◆ EXCERPTED TEXT:
Begin

Arthur Baker’s memoir Looking For The Perfect Beat surveys 50 years of life in music and culture, “dipping in and out of all these different things that were happening”. It traces his Boston beginnings and his time as a DJ in the 1970s, to moving to New York in the 1980s where he helped to pioneer ‘cut and paste’ sampling, bringing Kraftwerk’s ‘Trans-Europe Express’ crashing into Afrika Bambaataa and Soul Sonic Force’s seminal ‘Planet Rock’. In the 1990s he lived in London, witnessing acid house and Britpop and working with artists like New Order, before moving to Miami (“Miami has always been sort of a musical”), where he still resides.
His career has been a multi-faceted rollercoaster, and he has worked with everyone from Bob Dylan to Quincy Jones, Neneh Cherry to Mogwai. He is currently working with Nas on a Broadway musical adaptation of Beat Street, has “almost finished a novel”, and a black comedy film about the art world, “a Coen brothers, Tarantino type of vibe”, and hosts the Baker’s Revenge show on SiriusXM. Avowedly political, he is dismayed at America’s new government – “since the election I turned off the news, and I can proudly say I haven’t heard Trump’s voice once, I have not allowed him in my eardrums” – but seeks optimism amid the chaos, rating his work on the 1985 protest song ‘Sun City’ as one of “the top five most important things I have done.”

End

◆ DATA EXCERPTS:

Begin

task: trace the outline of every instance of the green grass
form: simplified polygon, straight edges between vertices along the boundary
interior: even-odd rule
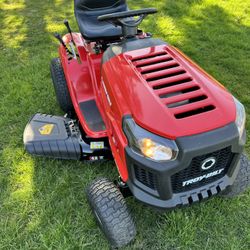
[[[157,7],[144,29],[179,47],[232,91],[250,115],[250,2],[129,1]],[[0,1],[0,249],[108,249],[84,193],[115,165],[33,158],[23,129],[36,113],[62,114],[49,74],[53,32],[74,30],[73,1]],[[250,129],[250,123],[247,123]],[[247,144],[247,152],[250,152]],[[250,249],[250,192],[159,214],[128,200],[138,235],[127,249]]]

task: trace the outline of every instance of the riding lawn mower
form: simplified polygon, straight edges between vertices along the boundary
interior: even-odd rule
[[[130,243],[134,196],[168,210],[250,184],[244,106],[180,50],[139,29],[154,8],[125,0],[75,0],[80,33],[61,37],[51,62],[65,116],[35,114],[24,131],[32,155],[114,159],[117,180],[87,189],[94,216],[113,247]]]

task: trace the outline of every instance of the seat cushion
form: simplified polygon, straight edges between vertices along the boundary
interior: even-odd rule
[[[123,4],[119,4],[118,6],[116,1],[116,7],[112,5],[111,7],[95,8],[91,10],[90,8],[86,8],[85,5],[80,5],[79,3],[77,4],[77,2],[79,1],[75,0],[75,16],[79,30],[85,39],[106,40],[118,38],[122,35],[122,30],[120,27],[115,27],[114,25],[107,22],[99,22],[97,17],[105,14],[128,10],[124,1],[122,1]]]

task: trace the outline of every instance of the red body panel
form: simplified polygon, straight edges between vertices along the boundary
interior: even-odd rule
[[[107,136],[107,131],[93,132],[85,122],[84,116],[79,107],[79,103],[88,100],[96,100],[99,111],[104,118],[103,106],[100,105],[100,74],[102,54],[95,55],[92,52],[91,45],[86,46],[81,34],[73,34],[80,63],[76,59],[69,61],[68,55],[63,46],[59,47],[59,55],[63,65],[65,77],[72,103],[79,118],[79,121],[86,132],[87,136],[93,138],[102,138]],[[65,43],[71,40],[70,35],[64,36]]]
[[[125,115],[170,139],[204,133],[235,120],[232,95],[177,49],[164,45],[131,51],[101,65],[103,54],[94,53],[94,44],[87,45],[80,34],[73,35],[80,62],[69,60],[62,46],[59,54],[75,111],[87,136],[108,136],[123,181],[128,179],[127,139],[122,131]],[[64,41],[68,43],[70,36]],[[80,110],[79,103],[93,99],[105,131],[91,131]],[[200,113],[190,115],[190,110]]]
[[[141,49],[114,57],[103,65],[103,76],[108,79],[110,95],[116,95],[117,102],[122,103],[119,112],[131,114],[137,124],[163,137],[191,136],[235,121],[232,95],[171,46]],[[182,82],[183,79],[188,80]],[[158,89],[158,86],[163,87]],[[183,90],[188,91],[179,93]],[[175,94],[171,96],[171,93]],[[180,105],[197,97],[200,100]],[[171,104],[176,107],[167,107]],[[178,114],[204,107],[212,110],[176,118]]]

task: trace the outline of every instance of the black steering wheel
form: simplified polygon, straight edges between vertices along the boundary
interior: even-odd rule
[[[122,12],[116,12],[112,14],[102,15],[97,18],[98,21],[106,21],[112,23],[114,26],[121,26],[123,30],[123,36],[135,36],[137,33],[137,27],[141,24],[143,19],[150,14],[157,13],[155,8],[147,8],[141,10],[128,10]],[[138,19],[132,18],[137,17]]]

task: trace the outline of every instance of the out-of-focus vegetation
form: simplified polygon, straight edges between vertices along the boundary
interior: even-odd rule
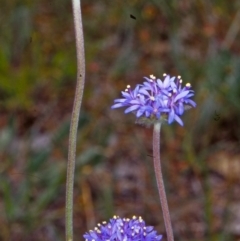
[[[82,13],[75,239],[113,214],[141,215],[164,234],[152,130],[110,106],[127,84],[167,72],[193,85],[198,104],[184,128],[162,131],[176,240],[239,240],[239,1],[83,0]],[[64,240],[76,75],[71,1],[3,1],[0,23],[0,240]]]

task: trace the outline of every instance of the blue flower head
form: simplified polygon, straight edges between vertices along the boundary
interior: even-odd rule
[[[94,230],[84,234],[85,241],[160,241],[152,226],[145,226],[141,217],[132,219],[114,216],[110,221],[98,224]]]
[[[128,85],[122,91],[123,98],[114,100],[112,109],[127,107],[125,113],[134,113],[140,124],[151,125],[167,119],[169,124],[177,121],[183,126],[180,116],[185,110],[196,107],[191,100],[194,96],[191,85],[182,86],[181,76],[170,77],[167,74],[163,75],[163,80],[153,75],[144,79],[146,81],[133,90]]]

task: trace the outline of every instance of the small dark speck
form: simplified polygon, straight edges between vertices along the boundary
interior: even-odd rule
[[[130,14],[130,17],[136,20],[136,17],[135,17],[135,16],[133,16],[132,14]]]

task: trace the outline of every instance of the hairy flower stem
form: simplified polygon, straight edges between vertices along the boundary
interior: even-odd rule
[[[66,240],[73,241],[73,185],[76,159],[77,129],[85,82],[85,57],[80,0],[72,0],[77,49],[77,86],[69,134],[66,183]]]
[[[167,232],[167,240],[174,241],[171,218],[169,214],[167,197],[164,189],[161,161],[160,161],[160,129],[161,124],[155,123],[153,128],[153,163],[154,171],[157,179],[158,193],[162,206],[163,218]]]

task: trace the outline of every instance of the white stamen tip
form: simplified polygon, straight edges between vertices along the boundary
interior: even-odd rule
[[[153,74],[150,75],[150,78],[151,79],[156,79],[156,77]]]

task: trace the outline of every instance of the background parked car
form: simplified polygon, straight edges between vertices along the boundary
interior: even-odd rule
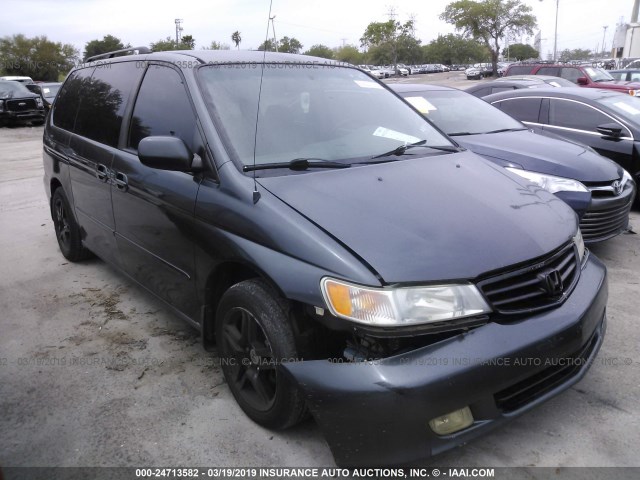
[[[627,228],[636,186],[608,158],[588,147],[537,135],[460,90],[420,84],[391,88],[463,147],[567,202],[581,217],[585,242],[604,241]]]
[[[536,88],[484,100],[526,125],[589,145],[640,179],[640,102],[611,90]]]
[[[507,77],[497,78],[489,82],[482,82],[465,89],[465,92],[484,97],[492,93],[504,92],[506,90],[517,90],[519,88],[539,88],[539,87],[575,87],[569,80],[559,77],[549,77],[546,75],[528,75],[527,78]]]
[[[20,82],[0,80],[0,125],[25,121],[43,123],[42,98]]]
[[[626,82],[640,82],[640,69],[629,68],[623,70],[608,70],[607,73],[616,80],[623,80]]]
[[[45,113],[48,113],[51,109],[51,104],[58,94],[58,90],[62,86],[61,82],[42,82],[42,83],[27,83],[25,87],[33,93],[37,93],[42,98]]]
[[[33,83],[33,80],[31,77],[24,77],[19,75],[5,75],[4,77],[0,77],[0,81]]]
[[[616,81],[602,68],[591,65],[565,65],[549,63],[514,63],[505,72],[505,77],[512,75],[550,75],[573,82],[579,87],[606,88],[629,95],[640,95],[640,82]]]

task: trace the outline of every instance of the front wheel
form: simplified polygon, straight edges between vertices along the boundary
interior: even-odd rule
[[[256,423],[284,429],[299,423],[306,408],[302,392],[280,364],[296,358],[286,307],[258,279],[227,290],[216,312],[222,371],[240,408]]]

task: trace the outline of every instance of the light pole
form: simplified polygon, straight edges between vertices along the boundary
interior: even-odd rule
[[[554,62],[558,58],[558,9],[559,8],[560,8],[560,0],[556,0],[556,29],[553,34],[553,61]]]

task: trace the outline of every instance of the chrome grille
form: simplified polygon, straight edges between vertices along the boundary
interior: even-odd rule
[[[478,287],[497,313],[514,315],[560,305],[580,275],[573,242],[550,255],[478,282]]]
[[[37,108],[36,101],[33,98],[24,98],[22,100],[7,100],[7,110],[12,112],[24,112],[26,110],[35,110]]]
[[[587,210],[580,220],[580,230],[585,241],[601,239],[618,234],[629,222],[629,210],[633,197],[622,205],[600,210]]]

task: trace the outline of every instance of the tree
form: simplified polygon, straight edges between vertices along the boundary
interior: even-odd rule
[[[477,40],[453,33],[439,35],[423,46],[422,52],[426,62],[444,65],[482,62],[489,57],[487,48]]]
[[[266,50],[267,52],[275,52],[276,51],[276,44],[273,42],[273,40],[265,40],[264,42],[262,42],[260,44],[260,46],[258,47],[258,50],[260,50],[260,51]]]
[[[508,52],[507,52],[508,51]],[[523,43],[514,43],[513,45],[509,45],[509,48],[505,48],[502,50],[502,55],[509,55],[510,59],[516,60],[529,60],[536,59],[540,56],[540,52],[538,52],[531,45],[525,45]]]
[[[123,50],[125,48],[131,48],[131,45],[125,45],[122,43],[122,40],[118,37],[114,37],[113,35],[105,35],[102,37],[102,40],[96,39],[86,43],[84,46],[84,58],[114,52],[116,50]]]
[[[576,48],[575,50],[563,50],[560,52],[560,61],[568,62],[570,60],[588,60],[593,57],[591,50]]]
[[[278,47],[277,48],[278,52],[300,53],[300,50],[302,50],[302,44],[295,37],[291,37],[291,38],[282,37],[280,40],[278,40],[277,43],[274,43],[273,40],[265,40],[264,42],[262,42],[260,44],[260,46],[258,47],[258,50],[260,50],[260,51],[266,50],[267,52],[275,52],[276,51],[276,45]]]
[[[536,17],[521,0],[458,0],[450,3],[440,19],[465,35],[482,41],[491,52],[493,71],[498,71],[500,40],[507,34],[533,35]]]
[[[240,42],[242,41],[242,37],[240,36],[239,31],[235,31],[231,34],[231,41],[236,45],[236,48],[240,50]]]
[[[196,39],[191,35],[184,35],[180,41],[180,43],[176,43],[176,41],[167,37],[164,40],[158,40],[155,43],[151,44],[151,50],[154,52],[167,52],[170,50],[193,50],[196,46]]]
[[[0,67],[5,75],[23,75],[34,80],[58,81],[78,61],[73,45],[52,42],[46,36],[22,34],[0,38]]]
[[[317,44],[311,47],[309,50],[304,52],[305,55],[311,55],[312,57],[321,57],[321,58],[333,58],[333,50],[331,50],[326,45]]]
[[[395,20],[371,22],[360,38],[362,47],[368,50],[370,62],[417,63],[422,60],[420,40],[415,37],[413,20],[400,23]]]
[[[231,50],[231,47],[226,43],[216,42],[214,40],[211,42],[211,45],[209,45],[209,48],[205,48],[205,50]]]
[[[334,48],[333,58],[339,62],[346,62],[352,65],[360,65],[364,63],[364,53],[360,52],[354,45],[343,45]]]
[[[278,42],[278,51],[284,53],[300,53],[302,44],[295,37],[282,37]]]
[[[194,48],[196,48],[196,39],[193,38],[191,35],[184,35],[180,39],[180,48],[186,49],[186,50],[193,50]]]

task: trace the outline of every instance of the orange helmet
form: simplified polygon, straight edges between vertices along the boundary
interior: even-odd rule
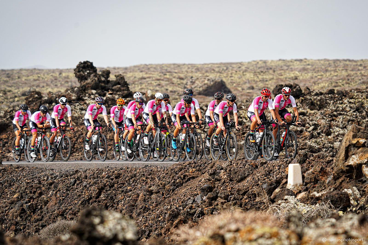
[[[118,99],[116,101],[116,104],[124,105],[125,104],[125,101],[123,99]]]

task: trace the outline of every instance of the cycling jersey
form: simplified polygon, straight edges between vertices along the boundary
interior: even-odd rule
[[[297,104],[295,102],[295,99],[294,97],[290,96],[289,98],[287,100],[285,100],[284,99],[284,97],[282,96],[282,94],[277,94],[273,100],[272,107],[273,109],[275,109],[275,107],[279,107],[279,109],[281,110],[286,107],[286,106],[289,104],[291,104],[291,106],[293,107],[297,107]]]
[[[191,115],[194,115],[194,107],[193,104],[191,104],[190,107],[187,108],[185,107],[185,102],[180,101],[176,104],[175,106],[175,109],[173,111],[173,114],[176,115],[180,114],[180,116],[184,116],[185,114],[190,111]]]
[[[92,116],[92,119],[95,120],[97,118],[97,116],[102,112],[103,115],[107,115],[107,112],[106,111],[106,107],[103,105],[101,106],[100,109],[98,109],[96,107],[96,104],[92,104],[88,106],[87,108],[87,111],[86,112],[86,115],[84,115],[85,119],[89,119],[89,115]]]
[[[217,106],[216,109],[213,111],[213,112],[218,114],[220,113],[222,114],[222,116],[225,116],[227,115],[227,114],[232,111],[234,113],[238,112],[236,108],[236,104],[234,103],[233,106],[228,106],[227,102],[226,101],[221,101]]]
[[[149,112],[152,112],[152,114],[155,114],[160,108],[162,108],[163,112],[166,111],[164,102],[161,101],[160,104],[157,105],[155,103],[155,100],[151,100],[147,102],[147,106],[144,109],[144,112],[148,114],[149,114]]]
[[[123,106],[121,110],[118,109],[117,105],[113,106],[110,110],[110,117],[112,120],[113,119],[116,122],[123,122],[124,113],[127,107],[125,105]]]
[[[262,96],[257,96],[253,100],[252,104],[249,106],[248,111],[252,112],[254,112],[254,109],[258,109],[258,115],[261,116],[263,113],[266,108],[268,107],[268,109],[270,110],[273,109],[272,107],[272,100],[268,99],[265,102],[262,100]]]
[[[15,124],[16,122],[18,121],[19,126],[22,126],[25,123],[27,119],[28,118],[31,118],[31,117],[32,116],[32,114],[29,111],[27,111],[27,113],[25,115],[22,114],[21,111],[18,111],[15,112],[14,119],[13,119],[13,123]]]
[[[196,99],[195,99],[194,98],[192,98],[192,104],[193,104],[193,106],[196,109],[199,109],[199,103],[198,102],[198,101]],[[180,102],[183,102],[184,101],[184,99],[181,99],[180,101]]]
[[[51,118],[55,118],[55,116],[57,116],[59,119],[64,118],[64,115],[67,112],[68,116],[71,116],[71,109],[69,105],[67,105],[64,109],[61,109],[60,104],[58,104],[54,107],[54,113],[51,114]]]

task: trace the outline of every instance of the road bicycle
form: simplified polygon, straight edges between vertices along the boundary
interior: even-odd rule
[[[32,145],[32,137],[29,137],[28,141],[28,158],[31,162],[33,162],[36,160],[37,155],[39,153],[41,159],[43,162],[47,162],[50,158],[50,140],[45,134],[46,133],[51,133],[45,130],[38,131],[37,134],[39,136],[36,138],[35,142],[35,153],[36,157],[33,158],[31,155],[32,151],[31,149]]]
[[[22,154],[24,153],[24,159],[27,162],[29,162],[29,159],[28,157],[28,149],[27,148],[27,143],[28,143],[29,140],[29,136],[28,136],[25,133],[25,132],[29,132],[31,130],[21,130],[20,140],[19,141],[19,154],[17,155],[15,150],[15,140],[17,137],[14,137],[13,140],[12,144],[12,149],[13,152],[13,157],[14,158],[14,161],[16,162],[19,162],[22,157]]]
[[[220,158],[224,160],[234,160],[238,154],[238,141],[235,134],[232,131],[233,129],[236,129],[235,122],[231,120],[224,126],[226,129],[226,133],[224,136],[223,130],[221,130],[218,137],[218,145],[215,145],[213,142],[216,134],[213,133],[211,137],[210,152],[213,161]]]
[[[60,152],[60,156],[63,161],[67,161],[70,157],[70,154],[71,153],[71,141],[70,139],[67,135],[65,134],[66,131],[70,131],[71,129],[67,129],[66,126],[61,126],[60,128],[60,133],[61,136],[57,137],[57,140],[54,141],[54,149],[55,151],[53,152],[52,155],[51,155],[50,149],[50,162],[52,162],[56,156],[58,152]]]
[[[107,156],[107,142],[106,140],[106,137],[104,134],[101,133],[101,128],[104,127],[108,127],[107,125],[95,125],[97,129],[93,131],[92,135],[89,140],[86,140],[86,135],[85,136],[83,142],[83,151],[84,152],[84,156],[88,162],[90,162],[93,155],[97,152],[98,157],[102,162],[106,160]],[[111,127],[109,128],[108,131],[110,131]],[[93,134],[97,132],[97,134],[93,135]],[[89,149],[86,149],[86,143],[89,147]]]
[[[245,135],[245,139],[244,141],[244,154],[247,159],[256,160],[259,155],[263,156],[268,161],[270,161],[273,158],[276,150],[275,144],[274,144],[275,139],[272,131],[269,129],[272,123],[275,123],[275,122],[269,121],[263,122],[256,129],[256,130],[258,131],[262,125],[265,126],[263,133],[260,134],[261,134],[260,138],[258,138],[259,137],[256,137],[255,135],[254,136],[254,142],[250,141],[250,132]]]

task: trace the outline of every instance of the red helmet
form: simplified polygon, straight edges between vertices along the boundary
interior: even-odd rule
[[[261,94],[265,96],[271,96],[271,91],[268,89],[263,89],[261,90]]]
[[[287,95],[290,94],[291,93],[291,90],[290,89],[289,87],[285,87],[283,88],[281,90],[281,93],[283,94],[286,94]]]

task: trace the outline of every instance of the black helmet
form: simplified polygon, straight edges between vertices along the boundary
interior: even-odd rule
[[[226,100],[236,100],[236,96],[234,94],[227,94],[226,95]]]
[[[144,99],[143,98],[143,97],[138,97],[138,98],[136,98],[134,101],[136,102],[138,102],[138,103],[144,103]]]
[[[21,106],[20,107],[21,110],[28,110],[28,106],[25,104],[22,104],[21,105]]]
[[[193,90],[191,89],[187,89],[184,91],[184,94],[193,94]]]
[[[215,99],[222,99],[223,97],[223,92],[217,92],[215,94]]]
[[[183,100],[187,104],[189,104],[192,102],[192,101],[193,101],[193,99],[192,98],[192,97],[190,96],[184,95],[184,97],[183,97]]]
[[[103,97],[99,96],[97,98],[96,98],[96,102],[103,103],[105,102],[105,99],[103,98]]]
[[[40,111],[41,112],[46,113],[49,111],[49,108],[46,105],[41,105],[40,107]]]

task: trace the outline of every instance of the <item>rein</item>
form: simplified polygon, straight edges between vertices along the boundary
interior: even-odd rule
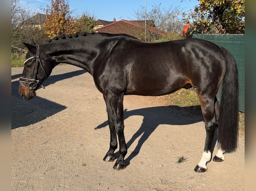
[[[38,71],[38,63],[39,63],[39,65],[41,65],[42,67],[42,68],[43,69],[44,75],[46,77],[46,79],[47,79],[47,75],[46,75],[46,73],[45,71],[44,70],[44,69],[43,68],[43,65],[42,64],[42,62],[40,60],[39,57],[40,52],[39,50],[39,46],[38,45],[34,45],[36,48],[36,54],[35,56],[33,56],[31,57],[30,58],[28,58],[24,62],[24,65],[25,65],[26,63],[29,60],[30,60],[31,59],[33,58],[36,58],[36,65],[35,68],[35,71],[34,72],[34,75],[33,76],[33,79],[29,79],[28,78],[22,78],[21,77],[19,79],[19,83],[22,86],[26,87],[26,89],[29,88],[30,90],[34,90],[36,88],[37,86],[41,86],[44,89],[45,88],[43,86],[42,83],[40,83],[39,80],[36,80],[35,79],[36,77],[36,73]],[[28,84],[27,86],[25,86],[23,83],[28,83]]]

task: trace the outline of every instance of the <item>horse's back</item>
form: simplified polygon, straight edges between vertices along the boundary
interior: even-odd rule
[[[211,79],[222,81],[226,69],[220,47],[200,39],[143,43],[127,53],[127,94],[158,96],[210,84],[216,89],[221,82]]]

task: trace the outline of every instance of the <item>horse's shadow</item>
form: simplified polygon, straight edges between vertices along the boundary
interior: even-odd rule
[[[127,147],[129,148],[137,138],[141,136],[134,150],[125,159],[126,166],[129,165],[131,160],[139,153],[143,143],[159,125],[185,125],[204,120],[200,105],[182,107],[170,105],[143,108],[131,111],[124,110],[125,119],[132,115],[141,115],[144,118],[140,127],[126,143]],[[108,124],[108,121],[106,121],[95,129],[104,127]],[[214,145],[216,142],[216,140]],[[118,151],[115,153],[116,158],[119,155]]]
[[[86,71],[82,70],[50,76],[43,85],[46,87],[58,81],[79,76],[86,72]],[[12,80],[18,78],[21,76],[21,74],[12,75]],[[19,95],[19,86],[18,81],[12,83],[12,129],[38,122],[67,108],[64,105],[38,96],[35,96],[29,100],[24,100]]]

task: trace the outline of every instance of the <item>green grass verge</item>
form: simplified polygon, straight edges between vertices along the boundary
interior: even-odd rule
[[[199,99],[196,93],[191,90],[181,89],[168,95],[163,96],[162,102],[166,105],[175,105],[179,107],[189,107],[193,108],[195,111],[201,112]],[[193,107],[194,106],[194,107]],[[190,107],[191,106],[191,107]],[[194,112],[190,109],[189,111]],[[244,130],[245,113],[239,112],[239,126],[240,130]]]

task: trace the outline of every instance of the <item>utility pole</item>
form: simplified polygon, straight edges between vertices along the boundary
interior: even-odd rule
[[[147,0],[145,0],[145,42],[147,41]]]

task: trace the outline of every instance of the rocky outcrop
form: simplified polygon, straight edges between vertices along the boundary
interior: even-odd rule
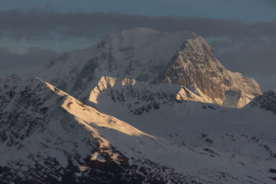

End

◆ SET PROBLEM 1:
Reproduce the passage of the Arthur Baker profile starting at "Arthur Baker’s memoir" and ending at "he still resides.".
◆ SET PROBLEM 2:
Name every city the Arthur Baker profile ties to a stage of his life.
The data has no connection to the Arthur Baker profile.

◆ WRITTEN RESPONSE 1:
Arthur Baker’s memoir Looking For The Perfect Beat surveys 50 years of life in music and culture, “dipping in and out of all these different things that were happening”. It traces his Boston beginnings and his time as a DJ in the 1970s, to moving to New York in the 1980s where he helped to pioneer ‘cut and paste’ sampling, bringing Kraftwerk’s ‘Trans-Europe Express’ crashing into Afrika Bambaataa and Soul Sonic Force’s seminal ‘Planet Rock’. In the 1990s he lived in London, witnessing acid house and Britpop and working with artists like New Order, before moving to Miami (“Miami has always been sort of a musical”), where he still resides.

◆ WRITTEN RESPONSE 2:
Boston, New York, London, Miami